### How to complete this task
Print every line below that comes at or after the line containing "For each instance of the roadside", exactly as written.

### Source material
********************

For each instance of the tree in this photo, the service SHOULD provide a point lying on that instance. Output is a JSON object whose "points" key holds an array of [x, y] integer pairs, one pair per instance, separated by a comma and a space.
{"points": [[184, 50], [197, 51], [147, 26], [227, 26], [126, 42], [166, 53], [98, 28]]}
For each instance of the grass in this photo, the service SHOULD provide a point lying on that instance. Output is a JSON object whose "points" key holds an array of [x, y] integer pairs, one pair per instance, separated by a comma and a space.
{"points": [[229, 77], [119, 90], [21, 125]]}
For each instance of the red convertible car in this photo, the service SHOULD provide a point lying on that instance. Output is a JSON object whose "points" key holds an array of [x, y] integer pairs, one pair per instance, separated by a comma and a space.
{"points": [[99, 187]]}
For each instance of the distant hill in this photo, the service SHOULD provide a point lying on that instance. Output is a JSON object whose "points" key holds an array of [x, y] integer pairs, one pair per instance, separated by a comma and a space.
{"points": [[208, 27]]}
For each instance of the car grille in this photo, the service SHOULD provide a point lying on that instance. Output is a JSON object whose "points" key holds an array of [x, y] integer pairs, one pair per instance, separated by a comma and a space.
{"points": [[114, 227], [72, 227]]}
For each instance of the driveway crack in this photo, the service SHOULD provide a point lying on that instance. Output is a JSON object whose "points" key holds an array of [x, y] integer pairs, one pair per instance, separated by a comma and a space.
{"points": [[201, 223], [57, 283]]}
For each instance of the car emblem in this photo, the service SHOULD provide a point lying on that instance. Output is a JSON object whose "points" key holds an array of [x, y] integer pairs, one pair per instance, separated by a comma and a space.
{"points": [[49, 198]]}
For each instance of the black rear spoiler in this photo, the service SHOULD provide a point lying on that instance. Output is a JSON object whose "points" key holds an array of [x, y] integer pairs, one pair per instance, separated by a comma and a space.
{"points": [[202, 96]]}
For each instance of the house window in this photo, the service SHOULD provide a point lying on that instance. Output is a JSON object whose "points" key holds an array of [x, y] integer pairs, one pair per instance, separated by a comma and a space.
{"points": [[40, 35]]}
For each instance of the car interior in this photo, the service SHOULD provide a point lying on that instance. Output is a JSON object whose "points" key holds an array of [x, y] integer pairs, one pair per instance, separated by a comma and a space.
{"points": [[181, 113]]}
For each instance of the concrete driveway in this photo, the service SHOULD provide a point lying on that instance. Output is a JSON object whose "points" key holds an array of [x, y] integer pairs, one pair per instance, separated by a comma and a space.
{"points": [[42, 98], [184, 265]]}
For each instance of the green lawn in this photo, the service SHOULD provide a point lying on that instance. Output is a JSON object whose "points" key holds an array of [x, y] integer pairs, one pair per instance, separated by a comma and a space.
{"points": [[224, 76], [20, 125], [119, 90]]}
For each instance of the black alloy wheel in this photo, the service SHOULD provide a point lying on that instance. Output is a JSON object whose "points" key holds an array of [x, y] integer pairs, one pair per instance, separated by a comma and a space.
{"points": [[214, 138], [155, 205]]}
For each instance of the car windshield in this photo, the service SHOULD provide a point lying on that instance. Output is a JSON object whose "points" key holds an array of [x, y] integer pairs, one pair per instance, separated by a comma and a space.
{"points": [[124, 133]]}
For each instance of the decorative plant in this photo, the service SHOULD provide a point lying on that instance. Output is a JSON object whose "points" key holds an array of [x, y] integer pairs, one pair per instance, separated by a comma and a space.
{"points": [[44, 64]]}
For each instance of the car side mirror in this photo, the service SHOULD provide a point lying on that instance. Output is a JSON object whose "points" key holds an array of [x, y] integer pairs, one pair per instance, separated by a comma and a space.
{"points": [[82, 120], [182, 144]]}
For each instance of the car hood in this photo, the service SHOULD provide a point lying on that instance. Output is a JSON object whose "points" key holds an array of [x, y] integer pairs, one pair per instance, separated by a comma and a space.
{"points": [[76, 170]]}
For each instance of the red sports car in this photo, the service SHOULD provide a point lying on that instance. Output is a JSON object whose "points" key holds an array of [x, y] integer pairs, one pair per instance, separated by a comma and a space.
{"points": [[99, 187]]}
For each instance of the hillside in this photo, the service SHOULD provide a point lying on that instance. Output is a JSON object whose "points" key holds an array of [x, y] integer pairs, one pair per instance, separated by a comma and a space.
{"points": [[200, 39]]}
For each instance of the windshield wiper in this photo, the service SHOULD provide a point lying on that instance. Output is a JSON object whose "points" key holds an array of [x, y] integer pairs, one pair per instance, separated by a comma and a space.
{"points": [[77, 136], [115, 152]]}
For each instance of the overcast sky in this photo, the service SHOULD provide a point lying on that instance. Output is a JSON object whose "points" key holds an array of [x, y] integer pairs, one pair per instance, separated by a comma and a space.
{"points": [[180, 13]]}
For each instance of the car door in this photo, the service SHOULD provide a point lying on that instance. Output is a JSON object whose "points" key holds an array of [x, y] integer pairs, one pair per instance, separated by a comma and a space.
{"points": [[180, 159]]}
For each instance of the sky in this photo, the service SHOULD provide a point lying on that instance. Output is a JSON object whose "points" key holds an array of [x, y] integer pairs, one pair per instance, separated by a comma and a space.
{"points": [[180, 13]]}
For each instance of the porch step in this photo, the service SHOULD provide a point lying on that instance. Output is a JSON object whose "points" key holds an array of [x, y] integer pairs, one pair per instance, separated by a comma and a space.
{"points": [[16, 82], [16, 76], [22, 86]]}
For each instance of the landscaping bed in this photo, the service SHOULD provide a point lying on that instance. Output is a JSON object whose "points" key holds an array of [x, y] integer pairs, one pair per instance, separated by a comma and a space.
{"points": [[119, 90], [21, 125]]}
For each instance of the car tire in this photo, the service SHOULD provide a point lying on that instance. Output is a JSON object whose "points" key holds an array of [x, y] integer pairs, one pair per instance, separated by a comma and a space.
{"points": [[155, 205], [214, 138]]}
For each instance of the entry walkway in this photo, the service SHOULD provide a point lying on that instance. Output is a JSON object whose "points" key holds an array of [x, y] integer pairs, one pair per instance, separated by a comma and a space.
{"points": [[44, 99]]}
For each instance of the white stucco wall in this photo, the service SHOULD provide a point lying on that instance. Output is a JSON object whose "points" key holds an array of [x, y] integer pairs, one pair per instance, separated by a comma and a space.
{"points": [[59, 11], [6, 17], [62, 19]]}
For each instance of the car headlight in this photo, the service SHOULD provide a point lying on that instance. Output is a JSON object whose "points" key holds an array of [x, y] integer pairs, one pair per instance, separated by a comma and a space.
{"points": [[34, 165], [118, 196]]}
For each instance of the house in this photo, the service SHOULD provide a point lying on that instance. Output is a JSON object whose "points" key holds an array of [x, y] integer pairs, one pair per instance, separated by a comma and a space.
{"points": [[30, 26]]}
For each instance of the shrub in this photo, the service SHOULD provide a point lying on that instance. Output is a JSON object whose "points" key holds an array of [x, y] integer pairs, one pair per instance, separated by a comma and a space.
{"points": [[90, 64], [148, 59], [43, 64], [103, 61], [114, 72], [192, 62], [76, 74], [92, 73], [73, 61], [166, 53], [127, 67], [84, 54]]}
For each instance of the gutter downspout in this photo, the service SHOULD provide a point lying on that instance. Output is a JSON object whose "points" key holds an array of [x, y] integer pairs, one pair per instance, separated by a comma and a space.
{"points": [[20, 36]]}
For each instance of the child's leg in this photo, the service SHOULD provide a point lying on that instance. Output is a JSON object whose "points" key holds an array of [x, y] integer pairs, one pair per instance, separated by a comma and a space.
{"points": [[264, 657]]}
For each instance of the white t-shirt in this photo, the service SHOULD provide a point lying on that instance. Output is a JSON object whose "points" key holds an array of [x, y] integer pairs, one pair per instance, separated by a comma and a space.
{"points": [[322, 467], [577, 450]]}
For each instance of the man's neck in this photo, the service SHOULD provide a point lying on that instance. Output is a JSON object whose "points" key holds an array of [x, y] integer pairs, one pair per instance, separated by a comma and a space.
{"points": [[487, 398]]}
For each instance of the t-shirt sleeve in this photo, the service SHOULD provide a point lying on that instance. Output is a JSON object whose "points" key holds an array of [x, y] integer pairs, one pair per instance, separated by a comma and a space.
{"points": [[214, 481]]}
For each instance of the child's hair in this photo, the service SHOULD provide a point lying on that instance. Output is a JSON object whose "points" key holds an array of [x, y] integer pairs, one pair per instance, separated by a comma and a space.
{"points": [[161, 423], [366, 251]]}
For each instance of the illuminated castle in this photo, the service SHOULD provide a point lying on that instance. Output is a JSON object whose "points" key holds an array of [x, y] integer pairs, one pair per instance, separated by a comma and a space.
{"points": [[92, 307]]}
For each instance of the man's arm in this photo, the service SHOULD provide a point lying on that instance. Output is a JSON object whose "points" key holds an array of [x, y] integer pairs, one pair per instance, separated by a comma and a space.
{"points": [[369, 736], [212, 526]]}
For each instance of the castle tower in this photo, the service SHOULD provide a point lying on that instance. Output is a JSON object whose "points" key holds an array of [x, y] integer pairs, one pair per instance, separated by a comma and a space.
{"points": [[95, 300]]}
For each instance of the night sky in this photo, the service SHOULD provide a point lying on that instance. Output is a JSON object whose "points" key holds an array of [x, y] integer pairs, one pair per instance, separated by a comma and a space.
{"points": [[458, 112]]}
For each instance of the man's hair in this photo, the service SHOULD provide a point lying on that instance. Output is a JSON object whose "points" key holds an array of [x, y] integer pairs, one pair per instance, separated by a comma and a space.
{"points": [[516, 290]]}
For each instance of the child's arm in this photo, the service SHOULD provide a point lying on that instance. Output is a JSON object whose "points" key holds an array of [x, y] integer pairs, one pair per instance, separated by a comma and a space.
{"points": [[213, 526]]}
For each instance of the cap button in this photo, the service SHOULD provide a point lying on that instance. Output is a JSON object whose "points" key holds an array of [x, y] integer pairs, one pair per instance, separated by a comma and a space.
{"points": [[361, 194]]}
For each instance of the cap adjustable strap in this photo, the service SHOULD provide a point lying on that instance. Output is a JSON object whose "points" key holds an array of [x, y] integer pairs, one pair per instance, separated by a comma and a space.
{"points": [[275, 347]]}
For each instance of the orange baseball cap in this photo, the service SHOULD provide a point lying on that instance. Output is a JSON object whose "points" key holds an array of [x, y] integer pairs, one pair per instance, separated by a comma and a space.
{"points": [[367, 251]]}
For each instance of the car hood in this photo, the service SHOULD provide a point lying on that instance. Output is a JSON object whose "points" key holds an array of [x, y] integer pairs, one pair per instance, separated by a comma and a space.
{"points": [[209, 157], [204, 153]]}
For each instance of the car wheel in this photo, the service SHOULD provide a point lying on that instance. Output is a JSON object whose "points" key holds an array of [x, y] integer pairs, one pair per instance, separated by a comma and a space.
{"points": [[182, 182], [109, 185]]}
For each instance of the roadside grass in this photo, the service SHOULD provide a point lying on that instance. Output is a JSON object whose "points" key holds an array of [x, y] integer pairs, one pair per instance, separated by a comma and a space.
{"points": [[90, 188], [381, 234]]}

********************

### Exercise solution
For each instance of the roadside grass in this photo, the service SHOULD provide a point lying on that instance. Output is a JSON object whose "points" key holds an array of [x, y] integer pairs, one pair per instance, separated by a comma and a space.
{"points": [[90, 188], [381, 234]]}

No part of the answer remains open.